● **Dataset records**:
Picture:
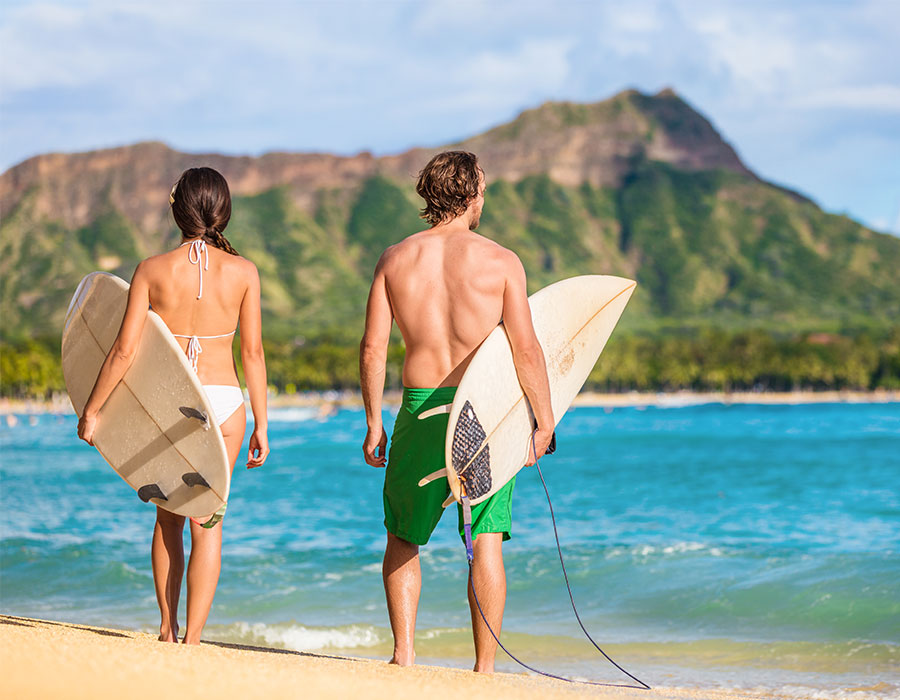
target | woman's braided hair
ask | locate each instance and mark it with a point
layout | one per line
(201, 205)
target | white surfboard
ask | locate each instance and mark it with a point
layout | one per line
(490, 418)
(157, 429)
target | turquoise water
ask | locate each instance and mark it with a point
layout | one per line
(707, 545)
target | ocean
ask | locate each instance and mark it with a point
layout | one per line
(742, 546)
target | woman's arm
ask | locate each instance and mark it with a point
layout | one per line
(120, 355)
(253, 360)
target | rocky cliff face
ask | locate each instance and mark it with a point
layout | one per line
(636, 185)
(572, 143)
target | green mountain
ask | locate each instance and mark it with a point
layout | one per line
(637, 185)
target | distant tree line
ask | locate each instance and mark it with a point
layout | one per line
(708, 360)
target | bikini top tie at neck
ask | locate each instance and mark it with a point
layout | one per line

...

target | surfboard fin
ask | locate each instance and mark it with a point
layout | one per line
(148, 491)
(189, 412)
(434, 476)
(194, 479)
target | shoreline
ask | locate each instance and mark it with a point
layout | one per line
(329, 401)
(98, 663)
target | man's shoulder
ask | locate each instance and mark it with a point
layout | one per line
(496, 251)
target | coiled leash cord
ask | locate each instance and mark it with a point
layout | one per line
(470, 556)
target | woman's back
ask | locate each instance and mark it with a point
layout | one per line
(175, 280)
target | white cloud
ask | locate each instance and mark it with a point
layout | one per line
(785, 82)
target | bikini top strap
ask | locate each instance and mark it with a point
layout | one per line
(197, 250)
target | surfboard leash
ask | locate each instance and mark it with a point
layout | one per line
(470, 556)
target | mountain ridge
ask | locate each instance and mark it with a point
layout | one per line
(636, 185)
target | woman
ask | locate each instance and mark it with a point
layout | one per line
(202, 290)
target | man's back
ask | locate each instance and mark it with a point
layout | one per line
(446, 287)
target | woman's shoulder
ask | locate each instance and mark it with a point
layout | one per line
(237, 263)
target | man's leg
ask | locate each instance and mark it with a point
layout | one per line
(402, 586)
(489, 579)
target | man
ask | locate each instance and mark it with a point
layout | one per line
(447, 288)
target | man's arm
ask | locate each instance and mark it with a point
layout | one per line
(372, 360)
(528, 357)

● **Description of the task**: From the two blocks of rows above, pull out every line that contains the string "mountain". Uppercase and lowercase letters count as different.

● **Reply**:
target | green mountain
target | mountain ridge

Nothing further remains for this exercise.